Problem statement:
How many lines of the entries hold the string "stamen"? Reply with the number alone.

Referring expression data:
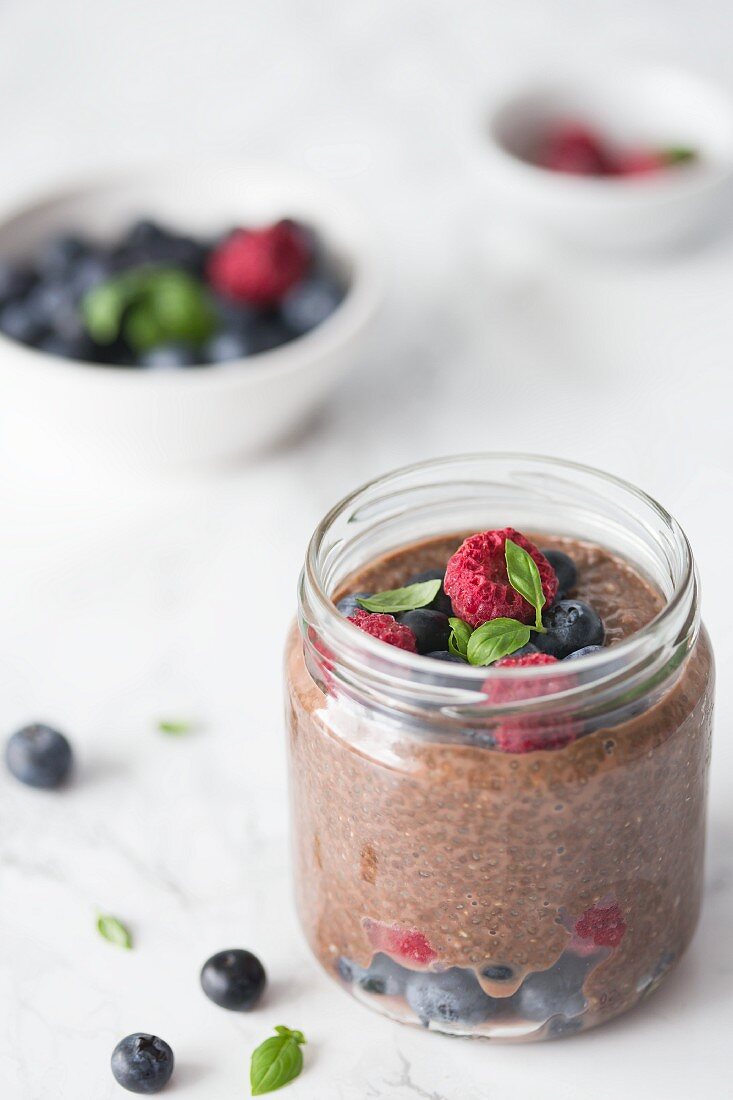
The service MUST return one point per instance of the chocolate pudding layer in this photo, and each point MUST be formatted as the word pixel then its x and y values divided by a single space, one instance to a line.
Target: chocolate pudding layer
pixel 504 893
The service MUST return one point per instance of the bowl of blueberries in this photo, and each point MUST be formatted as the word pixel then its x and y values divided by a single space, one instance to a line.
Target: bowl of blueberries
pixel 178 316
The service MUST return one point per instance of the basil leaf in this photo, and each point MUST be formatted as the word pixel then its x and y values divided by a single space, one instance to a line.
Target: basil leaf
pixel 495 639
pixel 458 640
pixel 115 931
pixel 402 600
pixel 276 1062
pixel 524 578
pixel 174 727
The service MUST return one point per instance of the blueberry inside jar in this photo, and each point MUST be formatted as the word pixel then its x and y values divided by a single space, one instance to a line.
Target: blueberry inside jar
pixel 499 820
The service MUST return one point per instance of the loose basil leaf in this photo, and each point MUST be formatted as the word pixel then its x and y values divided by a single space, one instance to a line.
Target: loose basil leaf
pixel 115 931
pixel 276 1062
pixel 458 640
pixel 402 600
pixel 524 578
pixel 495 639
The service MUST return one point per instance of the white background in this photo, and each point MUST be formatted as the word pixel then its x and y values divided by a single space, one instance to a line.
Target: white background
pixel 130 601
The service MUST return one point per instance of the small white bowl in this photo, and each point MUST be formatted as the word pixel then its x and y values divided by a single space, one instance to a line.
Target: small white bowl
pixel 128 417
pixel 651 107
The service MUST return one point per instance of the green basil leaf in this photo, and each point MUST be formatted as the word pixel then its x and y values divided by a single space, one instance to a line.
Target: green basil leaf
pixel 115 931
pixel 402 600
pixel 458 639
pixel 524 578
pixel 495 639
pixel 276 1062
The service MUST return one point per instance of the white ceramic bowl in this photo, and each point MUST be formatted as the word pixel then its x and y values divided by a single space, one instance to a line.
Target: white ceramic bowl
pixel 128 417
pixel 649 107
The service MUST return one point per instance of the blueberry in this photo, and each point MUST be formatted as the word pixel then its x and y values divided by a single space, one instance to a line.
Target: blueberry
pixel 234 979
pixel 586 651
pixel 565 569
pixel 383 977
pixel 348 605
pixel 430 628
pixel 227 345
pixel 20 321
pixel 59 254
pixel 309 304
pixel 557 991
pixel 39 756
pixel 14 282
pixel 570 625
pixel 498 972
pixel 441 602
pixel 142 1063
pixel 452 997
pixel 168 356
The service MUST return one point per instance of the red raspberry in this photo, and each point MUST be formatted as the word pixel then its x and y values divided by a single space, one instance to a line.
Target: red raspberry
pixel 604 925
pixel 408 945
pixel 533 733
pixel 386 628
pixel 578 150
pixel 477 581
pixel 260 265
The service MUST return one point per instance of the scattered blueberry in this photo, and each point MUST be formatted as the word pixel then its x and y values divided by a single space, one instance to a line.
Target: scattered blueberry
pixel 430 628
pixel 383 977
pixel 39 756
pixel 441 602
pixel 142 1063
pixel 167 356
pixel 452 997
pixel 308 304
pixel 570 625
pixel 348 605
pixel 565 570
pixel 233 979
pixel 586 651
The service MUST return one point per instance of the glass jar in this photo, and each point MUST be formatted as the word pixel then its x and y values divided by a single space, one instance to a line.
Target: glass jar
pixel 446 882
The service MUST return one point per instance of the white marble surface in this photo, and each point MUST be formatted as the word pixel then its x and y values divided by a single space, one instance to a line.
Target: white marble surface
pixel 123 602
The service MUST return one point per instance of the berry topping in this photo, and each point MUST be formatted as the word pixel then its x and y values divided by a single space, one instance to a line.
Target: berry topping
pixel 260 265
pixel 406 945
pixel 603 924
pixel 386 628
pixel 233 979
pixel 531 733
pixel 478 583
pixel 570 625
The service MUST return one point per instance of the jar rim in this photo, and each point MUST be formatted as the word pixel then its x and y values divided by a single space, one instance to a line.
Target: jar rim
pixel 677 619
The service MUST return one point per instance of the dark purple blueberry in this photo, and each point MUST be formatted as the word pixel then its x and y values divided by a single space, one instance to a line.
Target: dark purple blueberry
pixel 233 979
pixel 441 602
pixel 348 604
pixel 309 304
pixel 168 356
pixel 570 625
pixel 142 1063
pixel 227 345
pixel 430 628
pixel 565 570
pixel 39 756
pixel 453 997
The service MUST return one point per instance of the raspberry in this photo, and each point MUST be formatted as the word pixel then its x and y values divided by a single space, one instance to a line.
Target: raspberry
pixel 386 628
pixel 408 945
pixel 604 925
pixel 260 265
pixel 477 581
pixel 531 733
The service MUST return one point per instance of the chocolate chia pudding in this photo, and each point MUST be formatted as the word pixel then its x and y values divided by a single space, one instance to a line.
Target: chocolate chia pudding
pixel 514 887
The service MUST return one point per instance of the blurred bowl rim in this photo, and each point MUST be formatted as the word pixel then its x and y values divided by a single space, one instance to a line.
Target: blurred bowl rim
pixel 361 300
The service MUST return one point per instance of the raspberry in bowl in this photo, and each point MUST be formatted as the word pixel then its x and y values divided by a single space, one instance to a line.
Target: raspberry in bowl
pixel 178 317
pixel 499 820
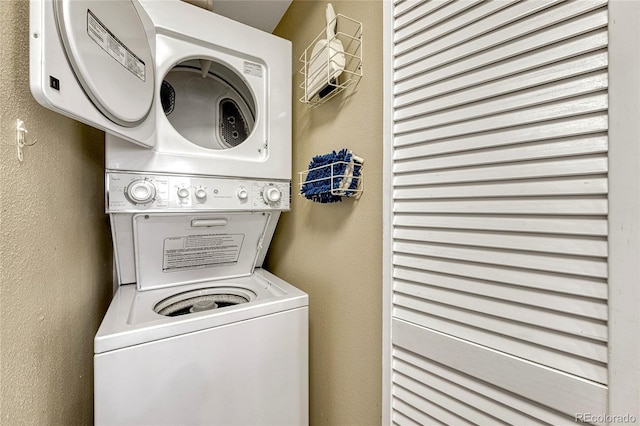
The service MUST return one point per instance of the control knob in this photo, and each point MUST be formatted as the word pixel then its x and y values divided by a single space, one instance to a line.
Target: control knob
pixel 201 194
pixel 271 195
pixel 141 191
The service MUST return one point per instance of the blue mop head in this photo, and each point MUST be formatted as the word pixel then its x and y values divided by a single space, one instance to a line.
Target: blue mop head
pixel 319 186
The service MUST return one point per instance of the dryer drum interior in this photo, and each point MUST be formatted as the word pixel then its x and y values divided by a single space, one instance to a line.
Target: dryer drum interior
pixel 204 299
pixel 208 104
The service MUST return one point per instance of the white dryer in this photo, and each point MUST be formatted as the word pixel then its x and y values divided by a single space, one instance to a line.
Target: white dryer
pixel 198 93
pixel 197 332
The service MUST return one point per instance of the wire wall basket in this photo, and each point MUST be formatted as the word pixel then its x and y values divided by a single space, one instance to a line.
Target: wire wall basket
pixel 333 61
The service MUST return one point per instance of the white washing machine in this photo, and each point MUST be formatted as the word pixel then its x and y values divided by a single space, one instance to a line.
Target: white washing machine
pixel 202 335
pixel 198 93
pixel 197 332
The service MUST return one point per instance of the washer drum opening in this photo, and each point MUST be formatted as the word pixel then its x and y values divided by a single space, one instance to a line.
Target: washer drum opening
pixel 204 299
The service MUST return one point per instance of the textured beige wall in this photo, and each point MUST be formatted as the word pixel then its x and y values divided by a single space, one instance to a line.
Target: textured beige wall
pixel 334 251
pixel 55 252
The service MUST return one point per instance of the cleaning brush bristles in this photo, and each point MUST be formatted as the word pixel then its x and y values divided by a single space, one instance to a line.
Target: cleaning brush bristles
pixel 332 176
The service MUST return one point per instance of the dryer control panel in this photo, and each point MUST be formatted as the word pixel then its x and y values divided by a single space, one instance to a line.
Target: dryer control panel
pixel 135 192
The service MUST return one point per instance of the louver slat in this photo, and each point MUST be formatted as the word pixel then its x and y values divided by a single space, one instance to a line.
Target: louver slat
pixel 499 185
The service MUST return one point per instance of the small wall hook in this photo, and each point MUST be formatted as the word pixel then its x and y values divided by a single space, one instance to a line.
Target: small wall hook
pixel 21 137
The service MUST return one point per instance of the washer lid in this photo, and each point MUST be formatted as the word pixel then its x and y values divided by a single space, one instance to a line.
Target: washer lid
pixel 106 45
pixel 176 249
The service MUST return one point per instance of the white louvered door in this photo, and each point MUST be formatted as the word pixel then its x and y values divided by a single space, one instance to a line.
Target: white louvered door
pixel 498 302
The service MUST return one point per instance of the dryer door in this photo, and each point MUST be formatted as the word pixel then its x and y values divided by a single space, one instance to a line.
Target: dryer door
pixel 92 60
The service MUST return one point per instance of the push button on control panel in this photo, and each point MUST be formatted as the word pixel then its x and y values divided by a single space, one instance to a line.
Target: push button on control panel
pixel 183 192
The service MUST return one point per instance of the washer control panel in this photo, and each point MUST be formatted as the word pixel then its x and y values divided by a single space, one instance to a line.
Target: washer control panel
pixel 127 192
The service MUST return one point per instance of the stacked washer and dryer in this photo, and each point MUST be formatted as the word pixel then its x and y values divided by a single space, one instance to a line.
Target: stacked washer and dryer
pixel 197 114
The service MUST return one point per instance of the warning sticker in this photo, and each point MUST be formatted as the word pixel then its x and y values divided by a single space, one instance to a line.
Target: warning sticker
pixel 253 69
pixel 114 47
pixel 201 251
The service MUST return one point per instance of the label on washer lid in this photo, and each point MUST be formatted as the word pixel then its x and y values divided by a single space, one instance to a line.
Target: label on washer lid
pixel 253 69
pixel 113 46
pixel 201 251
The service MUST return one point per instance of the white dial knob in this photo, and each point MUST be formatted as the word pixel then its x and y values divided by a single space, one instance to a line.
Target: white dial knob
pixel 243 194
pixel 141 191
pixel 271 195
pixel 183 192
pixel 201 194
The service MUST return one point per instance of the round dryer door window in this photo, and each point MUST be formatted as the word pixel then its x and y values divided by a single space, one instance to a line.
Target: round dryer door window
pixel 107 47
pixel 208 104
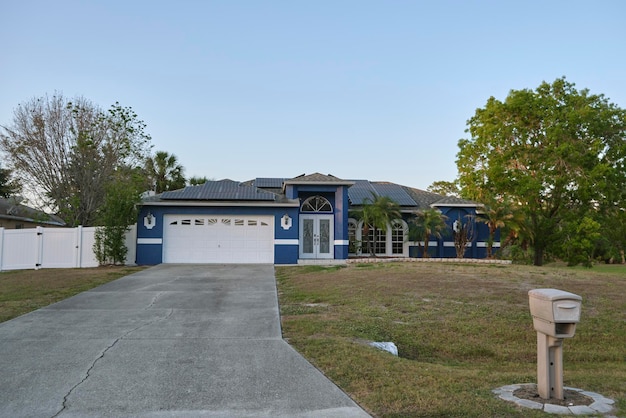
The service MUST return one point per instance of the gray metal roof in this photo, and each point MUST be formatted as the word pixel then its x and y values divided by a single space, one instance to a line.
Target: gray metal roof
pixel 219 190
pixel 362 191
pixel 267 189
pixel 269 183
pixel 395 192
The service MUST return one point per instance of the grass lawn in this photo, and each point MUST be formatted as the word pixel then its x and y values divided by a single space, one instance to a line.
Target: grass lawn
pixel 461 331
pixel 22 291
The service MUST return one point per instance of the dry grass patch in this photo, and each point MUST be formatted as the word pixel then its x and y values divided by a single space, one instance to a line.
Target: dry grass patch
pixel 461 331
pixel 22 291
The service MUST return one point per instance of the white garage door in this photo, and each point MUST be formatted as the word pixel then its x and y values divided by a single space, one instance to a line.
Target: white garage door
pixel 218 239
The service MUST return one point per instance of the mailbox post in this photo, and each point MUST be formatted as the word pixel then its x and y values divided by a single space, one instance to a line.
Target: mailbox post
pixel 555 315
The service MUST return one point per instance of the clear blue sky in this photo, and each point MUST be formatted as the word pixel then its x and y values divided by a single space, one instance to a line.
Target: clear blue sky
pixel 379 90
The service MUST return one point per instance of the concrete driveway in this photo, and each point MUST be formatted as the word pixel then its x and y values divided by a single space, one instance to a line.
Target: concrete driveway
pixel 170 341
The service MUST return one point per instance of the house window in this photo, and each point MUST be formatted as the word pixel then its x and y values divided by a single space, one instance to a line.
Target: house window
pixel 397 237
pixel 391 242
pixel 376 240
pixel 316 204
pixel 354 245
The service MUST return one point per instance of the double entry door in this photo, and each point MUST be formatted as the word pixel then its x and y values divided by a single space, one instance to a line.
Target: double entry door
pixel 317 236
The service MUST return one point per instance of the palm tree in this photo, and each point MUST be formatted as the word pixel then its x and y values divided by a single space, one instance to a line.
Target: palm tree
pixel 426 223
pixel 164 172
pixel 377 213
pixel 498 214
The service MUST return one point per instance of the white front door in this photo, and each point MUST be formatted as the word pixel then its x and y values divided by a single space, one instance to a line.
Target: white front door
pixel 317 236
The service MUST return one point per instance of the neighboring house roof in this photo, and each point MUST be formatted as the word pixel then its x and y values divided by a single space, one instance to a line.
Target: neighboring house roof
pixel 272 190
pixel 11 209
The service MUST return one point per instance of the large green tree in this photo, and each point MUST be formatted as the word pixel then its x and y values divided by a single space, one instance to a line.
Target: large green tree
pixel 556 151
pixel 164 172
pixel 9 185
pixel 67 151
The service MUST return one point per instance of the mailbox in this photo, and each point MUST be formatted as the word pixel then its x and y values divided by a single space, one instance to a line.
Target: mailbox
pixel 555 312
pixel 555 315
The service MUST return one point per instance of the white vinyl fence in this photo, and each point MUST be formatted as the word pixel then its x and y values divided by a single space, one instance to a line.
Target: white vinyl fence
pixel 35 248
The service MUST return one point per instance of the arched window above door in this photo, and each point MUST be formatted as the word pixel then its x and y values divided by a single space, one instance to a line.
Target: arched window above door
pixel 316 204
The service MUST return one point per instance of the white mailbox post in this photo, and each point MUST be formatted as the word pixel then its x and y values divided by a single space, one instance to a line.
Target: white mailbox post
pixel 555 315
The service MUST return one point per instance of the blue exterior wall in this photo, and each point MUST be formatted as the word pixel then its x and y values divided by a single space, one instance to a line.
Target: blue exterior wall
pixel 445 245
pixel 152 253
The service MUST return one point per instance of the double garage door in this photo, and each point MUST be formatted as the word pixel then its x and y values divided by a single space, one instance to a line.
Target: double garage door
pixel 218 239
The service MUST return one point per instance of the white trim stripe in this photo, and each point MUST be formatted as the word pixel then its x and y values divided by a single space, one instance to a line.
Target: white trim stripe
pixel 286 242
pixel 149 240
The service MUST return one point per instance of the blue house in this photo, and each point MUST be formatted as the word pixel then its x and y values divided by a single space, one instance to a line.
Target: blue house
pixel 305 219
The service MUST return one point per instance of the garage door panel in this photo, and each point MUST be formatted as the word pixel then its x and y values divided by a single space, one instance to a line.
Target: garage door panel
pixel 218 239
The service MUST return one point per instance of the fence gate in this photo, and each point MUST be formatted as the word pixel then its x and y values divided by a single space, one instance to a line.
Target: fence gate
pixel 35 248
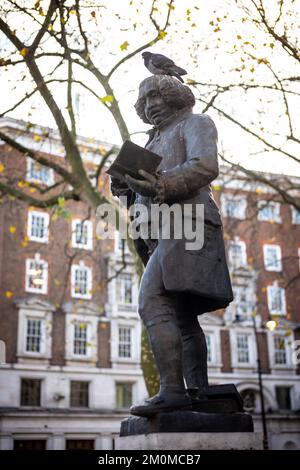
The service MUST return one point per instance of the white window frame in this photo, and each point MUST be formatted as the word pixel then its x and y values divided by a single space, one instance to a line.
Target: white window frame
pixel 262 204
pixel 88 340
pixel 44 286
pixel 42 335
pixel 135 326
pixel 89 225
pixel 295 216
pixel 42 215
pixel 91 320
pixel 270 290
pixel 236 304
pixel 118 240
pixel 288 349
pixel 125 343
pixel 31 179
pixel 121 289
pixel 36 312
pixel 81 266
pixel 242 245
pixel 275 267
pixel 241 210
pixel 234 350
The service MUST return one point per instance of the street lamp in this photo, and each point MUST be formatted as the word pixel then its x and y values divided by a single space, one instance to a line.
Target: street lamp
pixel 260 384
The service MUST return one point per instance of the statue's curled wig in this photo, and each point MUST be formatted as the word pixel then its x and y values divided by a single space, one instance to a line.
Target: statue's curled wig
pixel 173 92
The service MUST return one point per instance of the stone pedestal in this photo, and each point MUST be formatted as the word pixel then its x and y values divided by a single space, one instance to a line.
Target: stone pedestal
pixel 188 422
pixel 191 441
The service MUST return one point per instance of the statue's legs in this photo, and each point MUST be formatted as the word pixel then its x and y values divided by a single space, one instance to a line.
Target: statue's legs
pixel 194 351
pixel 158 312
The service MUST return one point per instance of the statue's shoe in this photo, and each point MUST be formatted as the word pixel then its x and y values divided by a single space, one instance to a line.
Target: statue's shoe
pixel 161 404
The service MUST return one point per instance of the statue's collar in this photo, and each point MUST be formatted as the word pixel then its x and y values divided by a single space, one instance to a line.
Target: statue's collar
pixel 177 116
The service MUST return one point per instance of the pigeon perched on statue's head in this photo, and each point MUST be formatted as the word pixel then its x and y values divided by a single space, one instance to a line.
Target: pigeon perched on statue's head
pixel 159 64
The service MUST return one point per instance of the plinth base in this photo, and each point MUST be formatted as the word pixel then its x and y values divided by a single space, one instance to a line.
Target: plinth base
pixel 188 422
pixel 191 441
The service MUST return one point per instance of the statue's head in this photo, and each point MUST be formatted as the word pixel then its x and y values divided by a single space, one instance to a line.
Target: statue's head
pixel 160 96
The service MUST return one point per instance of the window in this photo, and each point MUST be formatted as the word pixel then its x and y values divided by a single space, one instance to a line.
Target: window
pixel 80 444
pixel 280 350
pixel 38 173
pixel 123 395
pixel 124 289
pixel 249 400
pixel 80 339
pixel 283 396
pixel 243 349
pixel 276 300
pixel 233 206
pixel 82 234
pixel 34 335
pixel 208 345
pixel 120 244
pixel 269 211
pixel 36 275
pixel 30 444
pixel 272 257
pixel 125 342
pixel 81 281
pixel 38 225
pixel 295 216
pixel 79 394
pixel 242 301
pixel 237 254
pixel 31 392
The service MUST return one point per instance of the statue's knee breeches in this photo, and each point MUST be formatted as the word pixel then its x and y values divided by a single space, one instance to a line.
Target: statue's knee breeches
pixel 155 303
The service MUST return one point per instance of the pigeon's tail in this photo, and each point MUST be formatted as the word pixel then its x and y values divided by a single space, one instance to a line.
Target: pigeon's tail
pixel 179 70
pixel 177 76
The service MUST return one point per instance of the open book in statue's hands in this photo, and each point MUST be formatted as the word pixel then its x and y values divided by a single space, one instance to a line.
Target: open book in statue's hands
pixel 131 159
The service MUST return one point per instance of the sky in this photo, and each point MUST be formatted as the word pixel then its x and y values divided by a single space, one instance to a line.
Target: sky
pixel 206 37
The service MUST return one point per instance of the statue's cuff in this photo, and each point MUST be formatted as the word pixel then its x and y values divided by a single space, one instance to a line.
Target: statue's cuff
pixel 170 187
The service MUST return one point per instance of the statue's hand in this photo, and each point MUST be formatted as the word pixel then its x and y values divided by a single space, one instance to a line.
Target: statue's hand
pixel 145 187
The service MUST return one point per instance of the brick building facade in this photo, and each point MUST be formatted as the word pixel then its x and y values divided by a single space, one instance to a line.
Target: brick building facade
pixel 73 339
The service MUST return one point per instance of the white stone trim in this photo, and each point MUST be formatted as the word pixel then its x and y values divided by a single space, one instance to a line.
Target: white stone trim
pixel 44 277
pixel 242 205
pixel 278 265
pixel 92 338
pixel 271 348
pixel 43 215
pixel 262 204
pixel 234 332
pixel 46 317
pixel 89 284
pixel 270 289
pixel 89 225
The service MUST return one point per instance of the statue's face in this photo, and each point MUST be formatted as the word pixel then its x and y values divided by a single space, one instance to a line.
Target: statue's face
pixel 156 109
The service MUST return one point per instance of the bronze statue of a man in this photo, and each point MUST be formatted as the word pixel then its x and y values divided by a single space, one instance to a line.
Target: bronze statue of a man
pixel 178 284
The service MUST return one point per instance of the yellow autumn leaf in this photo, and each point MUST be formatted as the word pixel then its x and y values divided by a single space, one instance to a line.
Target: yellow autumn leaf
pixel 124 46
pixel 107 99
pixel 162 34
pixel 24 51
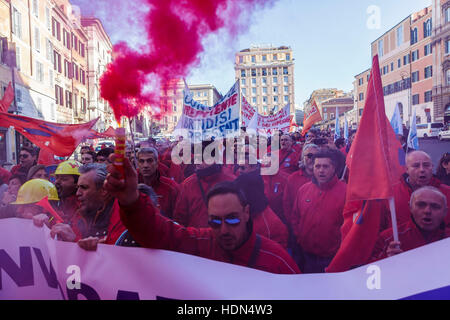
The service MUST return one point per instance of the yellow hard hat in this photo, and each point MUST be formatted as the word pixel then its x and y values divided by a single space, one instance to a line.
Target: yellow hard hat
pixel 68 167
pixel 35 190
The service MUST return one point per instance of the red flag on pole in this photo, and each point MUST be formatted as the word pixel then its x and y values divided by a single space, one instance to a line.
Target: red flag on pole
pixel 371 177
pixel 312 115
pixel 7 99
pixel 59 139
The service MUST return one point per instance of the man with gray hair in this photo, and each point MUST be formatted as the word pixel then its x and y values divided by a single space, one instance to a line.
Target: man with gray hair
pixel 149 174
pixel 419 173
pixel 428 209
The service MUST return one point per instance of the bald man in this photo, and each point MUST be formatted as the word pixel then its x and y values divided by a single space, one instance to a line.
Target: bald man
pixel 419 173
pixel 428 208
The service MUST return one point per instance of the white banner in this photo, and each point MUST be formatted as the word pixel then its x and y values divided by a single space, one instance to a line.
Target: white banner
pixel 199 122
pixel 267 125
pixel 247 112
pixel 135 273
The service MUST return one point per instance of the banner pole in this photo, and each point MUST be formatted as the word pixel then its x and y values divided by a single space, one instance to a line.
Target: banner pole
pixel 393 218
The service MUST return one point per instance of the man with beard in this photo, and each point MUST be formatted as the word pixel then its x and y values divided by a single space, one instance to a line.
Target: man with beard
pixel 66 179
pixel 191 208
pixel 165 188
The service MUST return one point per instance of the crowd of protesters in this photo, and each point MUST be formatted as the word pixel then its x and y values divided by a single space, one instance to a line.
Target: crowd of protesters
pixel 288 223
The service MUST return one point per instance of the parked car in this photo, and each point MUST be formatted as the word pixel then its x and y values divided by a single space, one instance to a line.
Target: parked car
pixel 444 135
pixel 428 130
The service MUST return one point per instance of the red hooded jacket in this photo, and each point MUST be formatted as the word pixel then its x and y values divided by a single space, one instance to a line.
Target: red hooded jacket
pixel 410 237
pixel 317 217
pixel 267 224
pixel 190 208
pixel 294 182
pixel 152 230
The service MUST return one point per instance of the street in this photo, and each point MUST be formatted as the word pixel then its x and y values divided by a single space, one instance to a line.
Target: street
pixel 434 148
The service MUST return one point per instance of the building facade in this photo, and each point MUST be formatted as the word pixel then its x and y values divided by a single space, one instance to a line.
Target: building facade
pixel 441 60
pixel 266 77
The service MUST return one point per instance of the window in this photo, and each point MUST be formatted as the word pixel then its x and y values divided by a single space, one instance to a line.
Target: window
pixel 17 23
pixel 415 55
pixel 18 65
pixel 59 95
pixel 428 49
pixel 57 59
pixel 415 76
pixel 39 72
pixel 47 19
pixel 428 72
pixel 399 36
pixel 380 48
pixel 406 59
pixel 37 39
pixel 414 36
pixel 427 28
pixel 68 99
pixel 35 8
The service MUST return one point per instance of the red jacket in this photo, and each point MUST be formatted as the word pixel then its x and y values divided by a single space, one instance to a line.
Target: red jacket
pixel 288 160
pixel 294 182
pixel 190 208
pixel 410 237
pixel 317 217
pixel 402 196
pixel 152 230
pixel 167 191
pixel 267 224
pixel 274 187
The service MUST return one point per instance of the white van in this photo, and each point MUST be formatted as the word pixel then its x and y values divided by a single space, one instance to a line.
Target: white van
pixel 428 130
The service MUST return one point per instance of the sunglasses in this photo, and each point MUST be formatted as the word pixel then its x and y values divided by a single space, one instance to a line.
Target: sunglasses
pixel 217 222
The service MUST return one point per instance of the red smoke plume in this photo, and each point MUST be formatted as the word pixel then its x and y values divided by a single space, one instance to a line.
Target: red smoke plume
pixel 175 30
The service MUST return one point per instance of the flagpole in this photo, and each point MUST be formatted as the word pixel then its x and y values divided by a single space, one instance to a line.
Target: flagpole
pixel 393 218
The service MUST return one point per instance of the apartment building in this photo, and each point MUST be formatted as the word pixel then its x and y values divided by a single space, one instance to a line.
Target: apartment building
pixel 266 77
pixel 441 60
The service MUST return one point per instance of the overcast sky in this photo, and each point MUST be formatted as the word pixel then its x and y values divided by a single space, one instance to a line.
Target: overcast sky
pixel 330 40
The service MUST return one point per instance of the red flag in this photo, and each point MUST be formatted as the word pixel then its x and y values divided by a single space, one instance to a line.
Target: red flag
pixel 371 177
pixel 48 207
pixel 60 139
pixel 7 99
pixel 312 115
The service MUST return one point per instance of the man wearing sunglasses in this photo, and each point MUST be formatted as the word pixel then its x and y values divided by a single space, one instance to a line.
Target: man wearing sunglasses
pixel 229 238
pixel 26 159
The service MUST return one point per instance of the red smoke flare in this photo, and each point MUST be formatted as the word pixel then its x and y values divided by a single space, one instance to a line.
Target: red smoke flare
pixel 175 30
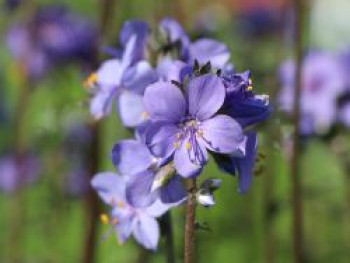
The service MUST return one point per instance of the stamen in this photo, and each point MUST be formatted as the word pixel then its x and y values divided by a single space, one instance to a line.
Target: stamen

Answer to this task:
2